Activities:
a) From the passage on HIV and AIDS in Ethiopia, quote the text from "Thankfully, many AIDS" up to and including "and prosperous future.".
b) According to the passage on HIV and AIDS in Ethiopia, why are many men and women around the world becoming complacent about HIV and AIDS? Answer in one to three sentences.
c) Continue the passage on HIV and AIDS in Ethiopia, starting after its final sentence.

Passage for review:
============================================================

Over the past twenty-five years, Ethiopia has struggled with one painful challenge after another. The worst kinds of government oppression worked in concert with years of devastating famine to leave lasting scars throughout our culture and our country. Now, the ravages of HIV and AIDS present us with one of the greatest threats to our people yet.
Thankfully, many AIDS patients in developed countries, such as the United States, are able to reap the benefits of powerful new drug combinations which ease their suffering and give them new hope for a longer life. Because of the blessing of these new treatments, too many men and women around the world are becoming complacent and forgetful of the horrors which HIV and AIDS can still bring to countries like Ethiopia, where the weapons necessary to win this war remain unavailable. If we do not alert our countrymen and warn the world community, the first decade of the new millenium will do unspeakable damage to our hopes for a peaceful and prosperous future.
The latest statistics detailing the HIV/AIDS situation in Ethiopia paint an ugly picture. Health officials estimate that nearly 2.5-million Ethiopians suffer from HIV infection. This is an amazing figure: it represents nearly 10 percent of the total infections throughout the world. More importantly, it means that one out of every ten adult Ethiopians carries this deadly virus and can pass it on to others.
These numbers make a grim formula for Ethiopia’s future. The average life expectancy is already relatively low in Ethiopia. If HIV and AIDS continue unchecked, by the year 2010, the average Ethiopian will die fifteen years younger. It is estimated that the ravages of this disease have already left over 620,000 children orphaned throughout Ethiopia. In ten years, the total will be nearly three times that number.
HIV and AIDS are also intimately linked to two other grave threats to our future, poverty and famine. As Ethiopia continues to struggle to feed itself, AIDS patients are at a greater risk. Carriers of the disease can be too weak to resist infections. The poorest of our countrymen are the least likely to receive expensive and time-consuming treatments. Unable to break from this cycle, Ethiopians sink deeper into poverty as they lose a productive and beloved member of their family.
To truly understand the scope of the potential social and economic devastation, we must do more than discuss the statistics. We must remember the human face of this horrible disease, the face of Ethiopians of all ages, from every socio-economic background. We must remember that this disease does not discriminate, that it kills Tigrean, Amhara, and Oromo alike.

============================================================

Record excerpts:

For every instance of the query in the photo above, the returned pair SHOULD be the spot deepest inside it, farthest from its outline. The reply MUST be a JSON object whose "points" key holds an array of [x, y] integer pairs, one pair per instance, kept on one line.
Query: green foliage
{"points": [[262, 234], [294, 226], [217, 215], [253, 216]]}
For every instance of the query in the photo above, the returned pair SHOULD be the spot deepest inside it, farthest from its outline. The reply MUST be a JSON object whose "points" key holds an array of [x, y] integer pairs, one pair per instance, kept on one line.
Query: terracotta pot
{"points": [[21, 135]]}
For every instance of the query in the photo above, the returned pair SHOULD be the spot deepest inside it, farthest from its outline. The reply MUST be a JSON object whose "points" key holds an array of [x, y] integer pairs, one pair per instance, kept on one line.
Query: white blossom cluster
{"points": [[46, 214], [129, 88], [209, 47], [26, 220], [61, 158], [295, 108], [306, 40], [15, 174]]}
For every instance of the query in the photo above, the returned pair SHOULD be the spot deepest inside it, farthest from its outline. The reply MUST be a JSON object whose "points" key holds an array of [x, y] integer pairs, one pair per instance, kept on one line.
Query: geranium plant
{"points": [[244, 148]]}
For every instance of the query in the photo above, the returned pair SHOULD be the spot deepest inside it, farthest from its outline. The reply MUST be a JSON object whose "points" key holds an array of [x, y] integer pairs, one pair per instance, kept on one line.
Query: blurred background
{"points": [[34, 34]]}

============================================================

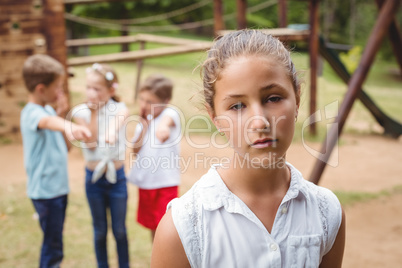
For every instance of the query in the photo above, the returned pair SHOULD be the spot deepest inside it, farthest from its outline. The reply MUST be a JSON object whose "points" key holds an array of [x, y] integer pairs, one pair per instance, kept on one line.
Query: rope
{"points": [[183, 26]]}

============================================================

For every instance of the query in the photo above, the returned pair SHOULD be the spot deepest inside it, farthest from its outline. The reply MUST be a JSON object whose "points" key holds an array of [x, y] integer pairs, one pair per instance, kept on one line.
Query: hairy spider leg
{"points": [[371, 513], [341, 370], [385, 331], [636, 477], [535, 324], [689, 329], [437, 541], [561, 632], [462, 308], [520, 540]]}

============================================================

Answers to the tasks:
a)
Thankfully, many AIDS patients in developed countries, such as the United States, are able to reap the benefits of powerful new drug combinations which ease their suffering and give them new hope for a longer life. Because of the blessing of these new treatments, too many men and women around the world are becoming complacent and forgetful of the horrors which HIV and AIDS can still bring to countries like Ethiopia, where the weapons necessary to win this war remain unavailable. If we do not alert our countrymen and warn the world community, the first decade of the new millenium will do unspeakable damage to our hopes for a peaceful and prosperous future.

b) They are becoming complacent because AIDS patients in developed countries, such as the United States, can now benefit from powerful new drug combinations. These treatments ease patients' suffering and give them hope for a longer life.

c)
Thankfully, some Ethiopians at home and abroad have already taken the first steps towards turning the tide in this crucial battle. The Ethiopian Orthodox Church has worked in collaboration with UNICEF, encouraging young Ethiopians to change their daily behavior and lifestyle to prevent the spread of HIV/AIDS. The science faculty at Addis Ababa University is working with health institutions around the world in preparation for an international conference on HIV/AIDS, currently scheduled for November. Finally, the sick themselves have started to come together. Over one hundred Ethiopians living with HIV/AIDS have formed a support organization called “Dawn of Hope”, whose members are actively working for an end to this terrible disease.
For the Ethiopian nation to live to see the full promise of this dawn of hope, the Ethiopian Crown Council and Ethiopians everywhere must work together to summon our full potential as a people. What can those of us in the diaspora do to ease the situation back home? All of our voices in unison can raise awareness throughout the world that for countries such as Ethiopia, the AIDS crisis has only just begun. Together, we can work for the medical and financial assistance that will ease Ethiopia’s plight.
But most importantly, we must spread the news throughout all Ethiopia that the answers to our problems are within our own reach. We must support Ethiopian organizations at home and abroad that continue to educate our people about the causes of this health crisis, and that continue to provide health care and training to those in need. Where those organizations fall short or do not exist at all, we must begin to build them ourselves, with our own hands, and with our own hearts.